* _What is required_:
Write out all the entries below without any change.

* _Records for the exercise_:
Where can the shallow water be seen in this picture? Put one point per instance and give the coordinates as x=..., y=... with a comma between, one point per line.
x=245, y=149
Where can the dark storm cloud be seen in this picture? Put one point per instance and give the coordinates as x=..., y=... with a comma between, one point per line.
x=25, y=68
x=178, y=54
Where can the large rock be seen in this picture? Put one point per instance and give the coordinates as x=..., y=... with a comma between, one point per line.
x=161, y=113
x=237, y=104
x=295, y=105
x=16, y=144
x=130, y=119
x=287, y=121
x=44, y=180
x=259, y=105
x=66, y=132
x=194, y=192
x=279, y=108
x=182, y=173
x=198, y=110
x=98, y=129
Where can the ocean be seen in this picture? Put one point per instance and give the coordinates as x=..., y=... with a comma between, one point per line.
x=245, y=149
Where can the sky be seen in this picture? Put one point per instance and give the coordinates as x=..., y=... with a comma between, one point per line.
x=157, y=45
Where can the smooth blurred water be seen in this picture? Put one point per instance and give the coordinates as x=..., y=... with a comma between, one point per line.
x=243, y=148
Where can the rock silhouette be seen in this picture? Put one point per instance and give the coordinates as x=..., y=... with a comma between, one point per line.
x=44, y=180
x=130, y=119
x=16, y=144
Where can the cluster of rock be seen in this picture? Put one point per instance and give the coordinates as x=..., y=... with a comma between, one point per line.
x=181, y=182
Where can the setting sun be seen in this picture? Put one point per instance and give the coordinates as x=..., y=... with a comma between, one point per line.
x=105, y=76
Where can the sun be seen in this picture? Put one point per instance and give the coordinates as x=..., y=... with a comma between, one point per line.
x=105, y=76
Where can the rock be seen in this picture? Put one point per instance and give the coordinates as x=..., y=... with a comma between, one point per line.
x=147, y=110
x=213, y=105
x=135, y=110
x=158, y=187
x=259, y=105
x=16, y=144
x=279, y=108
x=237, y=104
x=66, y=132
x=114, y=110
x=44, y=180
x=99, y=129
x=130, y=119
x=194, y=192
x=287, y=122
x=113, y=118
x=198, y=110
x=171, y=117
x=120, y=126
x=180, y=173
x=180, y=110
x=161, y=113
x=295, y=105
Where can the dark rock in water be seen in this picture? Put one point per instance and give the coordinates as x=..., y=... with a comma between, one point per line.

* _Worked solution_:
Where can the shallow water be seen in this picture? Put one point per instance and give the coordinates as x=..., y=... with a comma between, one point per line.
x=245, y=149
Where can the dark storm cloud be seen in this picture? Put one point per instance and give the coordinates as x=..., y=... with a comma between, one point per line.
x=25, y=68
x=178, y=54
Where can the large rock be seen in this picture? Put one point per instance and give the coordinates as x=..., y=... with a comma between, one point per line.
x=161, y=113
x=237, y=104
x=295, y=105
x=16, y=144
x=130, y=119
x=287, y=121
x=44, y=180
x=259, y=105
x=66, y=132
x=194, y=192
x=279, y=108
x=182, y=173
x=198, y=110
x=98, y=129
Where can the ocean be seen in this picture? Put one point per instance and give the coordinates as x=..., y=... with a comma between, one point per line.
x=245, y=149
Where can the sky be seen in this picture? Put one point per instance and give the coordinates as x=..., y=... with a comma between, one point per line.
x=157, y=45
Where can the smooth blurred water be seen in this picture? Put one point per instance and give the coordinates as x=..., y=... with a comma between, one point per line.
x=243, y=148
Where can the rock silhouette be seen in this picture? Put one point per instance and give the coordinates as x=..., y=... with a comma between, one point per line.
x=44, y=180
x=130, y=119
x=16, y=144
Where can the cluster of rock be seen in this picture? Put one point per instance and give the coordinates as x=..., y=... with a comma between, one point per line.
x=181, y=182
Where can the setting sun be seen in this picture? Put one point per instance and give the coordinates as x=..., y=... with a comma between, one point per line.
x=105, y=76
Where can the sun be seen in this picture? Put one point per instance and give the coordinates as x=..., y=... with a comma between, one point per line.
x=105, y=76
Where can the rock be seen in this picture? Put one point per instance and give the coordinates as x=..., y=... with a comma between, one point per line.
x=147, y=110
x=213, y=105
x=135, y=110
x=158, y=187
x=259, y=105
x=16, y=144
x=279, y=108
x=237, y=104
x=66, y=132
x=114, y=110
x=44, y=180
x=99, y=129
x=130, y=119
x=194, y=192
x=287, y=122
x=113, y=118
x=198, y=110
x=171, y=117
x=120, y=126
x=180, y=173
x=180, y=110
x=161, y=113
x=295, y=105
Where can the dark rock in water be seen in this picture? Put one point per instance and give the coordinates as x=..., y=... with a comma between, one point per line.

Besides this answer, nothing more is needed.